*Given instruction A*
Copy the rows below line for line, including every one of them.

*Document segment*
+++++

Make sure you tune your cluster subnet, adjusting window sizes, utilize jumbo frames, etc. Just the jump from 1500 MTU to jumbo frames made a HUUUUGE difference in performance, so spending a couple of days just tuning the network will make all the difference in the world.

Re:GigE (1)

cybrthng (22291) | more than 8 years ago | (#13776299)

We do this already for our generic RAC systems running mostly for high availability and some of the clustering functionality.

Our new platform will be the enterprise ERP suite and CRM with hundreds of concurrent users and live transactions running in everything from order entry, product configurator to processing invoices, taking support requests and all.

Re:GigE (1)

chris.dag (22141) | more than 8 years ago | (#13785521)

{ excerpting from my own reply made in a different section of this article ... }

There are many people posting here who are completely confusing what the word "cluster" means for this particular question.

This article is about APPLICATION CLUSTERING (in this case a very specific relational database) and you are answering the question with information that is generalized to a COMPUTE FARM or a Linux cluster built and optimized for high performance computing.

Broadly speaking the word "cluster" means different things to different people.

There are people who build speedy Linux Clusters where the focus is on High Performance or High Throughput Computing. Then there are people who build ultra-reliable services (High Availibility Clustering).

The difference between "high performance", "high throughput" and "high availibility" clusters can be extreme.

For this particular Slashdot article the only people posting solutions or suggestions should be people who have actually used the RAC product in a production environment. Everyone else just needs to sit back and watch...

This is really application-specific (5, Informative)

TTK Ciar (698795) | more than 8 years ago | (#13774639)

In my own experience, fully switched Gig-E was sufficient for operating a high performance distributed database. The bottlenecks were at the level of tuning the filesystem and hard drive parameters, and memory pool sizes. But that was also a few years ago, when the machines were a lot less powerful than they are now (though hard drives have not improved their performance by all that much).

Today, high-end machines have no trouble maxing out a single Gig-E interface, but unless you go with PCI-Express or similarly appropriate IO bus, they might not be able to take advantage of more. That caveat aside, if Gig-E proved insufficient for my application today, I would add one or two more Gig-E interfaces to each node. There is software (for Linux at least; not sure about other OS's) which allows for efficient load-balancing between multiple network interfaces. 10Gig-E is not really appropriate, imo, for node interconnect, because it needs to transmit very large packets to perform well. A good message-passing interface will cram multiple messages into each packet to maximize performance (for some definition of performance -- throughput vs latency), but as packet size increases you'll run into latency and scheduling issues. 10Gig-E is more appropriate for connecting Gig-E switches within a cluster.

The clincher, though, is that this all depends on the details of your application. One user has already suggested you hire a professional network engineer to analyze your problem and come up with an appropriate solution. Without knowing more, it's quite possible that single Gig-E is best for you, or 10Gig-E, or Infiniband.

+++++

*Given instruction B*
In the forum thread above, rewrite the paragraph that begins "In my own experience" as a short bulleted list, keeping its main facts.

+++++

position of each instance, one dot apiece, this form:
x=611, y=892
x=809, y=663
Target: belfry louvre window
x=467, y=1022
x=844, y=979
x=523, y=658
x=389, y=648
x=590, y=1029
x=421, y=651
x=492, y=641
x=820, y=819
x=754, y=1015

+++++

*Full answer A*
position of each instance, one dot apiece, this form:
x=611, y=892
x=809, y=663
Target: belfry louvre window
x=467, y=1022
x=844, y=979
x=523, y=658
x=389, y=648
x=590, y=1029
x=421, y=651
x=492, y=641
x=820, y=819
x=754, y=1015

*Full answer B*
- Fully switched Gig-E was sufficient for operating a high performance distributed database.
- The bottlenecks came from tuning filesystem and hard drive parameters and memory pool sizes.
- This was a few years ago, when machines were much less powerful than now.
- Hard drive performance has not improved by much since then.